(DATA PROVIDED Opens)

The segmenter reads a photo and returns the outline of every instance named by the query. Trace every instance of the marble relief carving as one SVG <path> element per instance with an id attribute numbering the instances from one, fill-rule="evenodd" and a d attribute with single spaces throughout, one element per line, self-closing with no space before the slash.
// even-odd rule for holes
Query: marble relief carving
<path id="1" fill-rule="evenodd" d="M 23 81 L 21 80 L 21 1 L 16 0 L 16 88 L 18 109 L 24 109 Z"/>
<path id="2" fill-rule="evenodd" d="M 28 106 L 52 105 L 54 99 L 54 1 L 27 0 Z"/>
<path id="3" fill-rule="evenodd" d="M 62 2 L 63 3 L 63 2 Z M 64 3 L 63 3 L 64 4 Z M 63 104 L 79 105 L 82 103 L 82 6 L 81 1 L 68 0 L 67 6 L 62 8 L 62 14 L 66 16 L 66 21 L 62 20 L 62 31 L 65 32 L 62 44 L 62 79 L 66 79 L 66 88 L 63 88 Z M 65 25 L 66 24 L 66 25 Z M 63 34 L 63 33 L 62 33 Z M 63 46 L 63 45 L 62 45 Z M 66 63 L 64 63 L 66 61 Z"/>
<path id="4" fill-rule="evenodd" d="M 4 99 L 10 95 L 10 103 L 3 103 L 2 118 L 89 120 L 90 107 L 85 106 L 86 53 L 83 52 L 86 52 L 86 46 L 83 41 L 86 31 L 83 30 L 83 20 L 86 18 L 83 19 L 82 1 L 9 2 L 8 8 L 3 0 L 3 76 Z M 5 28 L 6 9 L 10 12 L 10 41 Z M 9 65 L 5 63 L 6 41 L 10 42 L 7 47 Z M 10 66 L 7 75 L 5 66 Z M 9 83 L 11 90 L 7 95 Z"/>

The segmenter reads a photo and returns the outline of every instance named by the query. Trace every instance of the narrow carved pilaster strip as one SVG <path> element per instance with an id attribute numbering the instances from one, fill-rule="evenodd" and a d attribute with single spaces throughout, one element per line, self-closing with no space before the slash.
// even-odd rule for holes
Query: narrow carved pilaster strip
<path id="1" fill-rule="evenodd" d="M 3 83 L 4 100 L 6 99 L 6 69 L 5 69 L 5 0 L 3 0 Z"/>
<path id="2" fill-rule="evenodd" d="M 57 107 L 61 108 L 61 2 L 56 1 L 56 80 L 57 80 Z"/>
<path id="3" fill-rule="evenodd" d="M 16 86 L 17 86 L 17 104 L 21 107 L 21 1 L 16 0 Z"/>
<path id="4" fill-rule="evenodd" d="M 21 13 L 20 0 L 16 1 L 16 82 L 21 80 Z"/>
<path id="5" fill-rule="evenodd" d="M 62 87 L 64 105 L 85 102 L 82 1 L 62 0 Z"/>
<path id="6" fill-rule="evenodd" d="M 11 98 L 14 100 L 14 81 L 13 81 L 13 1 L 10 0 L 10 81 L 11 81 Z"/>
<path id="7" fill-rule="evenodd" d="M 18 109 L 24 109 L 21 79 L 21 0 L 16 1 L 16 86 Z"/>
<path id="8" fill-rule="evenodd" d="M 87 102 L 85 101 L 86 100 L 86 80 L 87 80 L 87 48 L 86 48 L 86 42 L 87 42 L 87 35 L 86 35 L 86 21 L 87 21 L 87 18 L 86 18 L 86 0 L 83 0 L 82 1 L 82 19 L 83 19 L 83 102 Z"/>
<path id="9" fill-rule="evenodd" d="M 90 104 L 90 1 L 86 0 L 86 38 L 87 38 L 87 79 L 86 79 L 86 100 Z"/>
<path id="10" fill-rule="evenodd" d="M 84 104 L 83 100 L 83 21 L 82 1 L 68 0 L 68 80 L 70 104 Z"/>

(DATA PROVIDED Closes)

With nothing omitted, set down all of the records again.

EXERCISE SOLUTION:
The segmenter reads a photo and returns the outline of every instance named by the query. Trace every instance of the marble relief carving as one SVG <path> element per instance with an id attribute numbering the instances from one, fill-rule="evenodd" and a d attribute with single spaces throughout, one element per line, self-closing with no space before the slash.
// even-odd rule for holes
Query: marble relief carving
<path id="1" fill-rule="evenodd" d="M 23 81 L 21 80 L 21 1 L 16 0 L 16 88 L 18 109 L 24 109 Z"/>
<path id="2" fill-rule="evenodd" d="M 28 106 L 52 105 L 54 99 L 54 1 L 27 0 Z"/>
<path id="3" fill-rule="evenodd" d="M 62 2 L 63 3 L 63 2 Z M 64 3 L 63 3 L 64 4 Z M 63 104 L 79 105 L 82 103 L 82 6 L 81 1 L 68 0 L 67 6 L 62 8 L 62 14 L 66 16 L 66 21 L 62 20 L 62 31 L 65 32 L 62 44 L 62 79 L 66 79 L 66 88 L 63 88 Z M 65 25 L 66 24 L 66 25 Z M 63 34 L 63 33 L 62 33 Z M 63 46 L 63 45 L 62 45 Z M 66 63 L 64 63 L 66 61 Z"/>
<path id="4" fill-rule="evenodd" d="M 4 99 L 10 95 L 10 103 L 3 103 L 2 118 L 89 120 L 90 107 L 85 106 L 86 53 L 83 52 L 86 52 L 86 46 L 83 41 L 86 31 L 83 30 L 83 20 L 86 18 L 83 19 L 82 1 L 9 2 L 8 8 L 3 0 L 3 76 Z M 5 28 L 6 9 L 10 12 L 10 41 Z M 9 65 L 5 63 L 6 41 L 10 42 L 7 47 Z M 10 66 L 7 75 L 5 66 Z M 9 83 L 11 90 L 7 95 Z"/>

The segmenter reads a photo and returns the outline of every instance named by the query. Trace every instance of the narrow carved pilaster strip as one SVG <path> element per instance with an id attribute numbering the instances from one, fill-rule="evenodd" and a d attribute with single spaces throughout, one element per line, self-closing with no space before the slash.
// even-odd rule for holes
Query: narrow carved pilaster strip
<path id="1" fill-rule="evenodd" d="M 3 83 L 4 100 L 6 99 L 6 69 L 5 69 L 5 0 L 3 0 Z"/>
<path id="2" fill-rule="evenodd" d="M 57 107 L 61 108 L 61 2 L 56 1 L 56 80 L 57 80 Z"/>
<path id="3" fill-rule="evenodd" d="M 16 86 L 17 86 L 17 104 L 21 107 L 21 1 L 16 0 Z"/>
<path id="4" fill-rule="evenodd" d="M 21 13 L 20 0 L 16 1 L 16 82 L 21 80 Z"/>
<path id="5" fill-rule="evenodd" d="M 62 87 L 64 105 L 85 102 L 82 1 L 62 0 Z"/>
<path id="6" fill-rule="evenodd" d="M 11 98 L 14 100 L 14 81 L 13 81 L 13 1 L 10 0 L 10 81 L 11 81 Z"/>
<path id="7" fill-rule="evenodd" d="M 18 109 L 24 109 L 21 79 L 21 0 L 16 1 L 16 86 Z"/>
<path id="8" fill-rule="evenodd" d="M 87 102 L 85 101 L 86 100 L 86 80 L 87 80 L 87 48 L 86 48 L 86 42 L 87 42 L 87 35 L 86 35 L 86 21 L 87 21 L 87 18 L 86 18 L 86 0 L 83 0 L 82 1 L 82 19 L 83 19 L 83 102 Z"/>
<path id="9" fill-rule="evenodd" d="M 90 104 L 90 1 L 86 0 L 86 38 L 87 38 L 87 79 L 86 79 L 86 100 Z"/>
<path id="10" fill-rule="evenodd" d="M 84 104 L 83 100 L 83 21 L 82 1 L 68 0 L 68 80 L 70 104 Z"/>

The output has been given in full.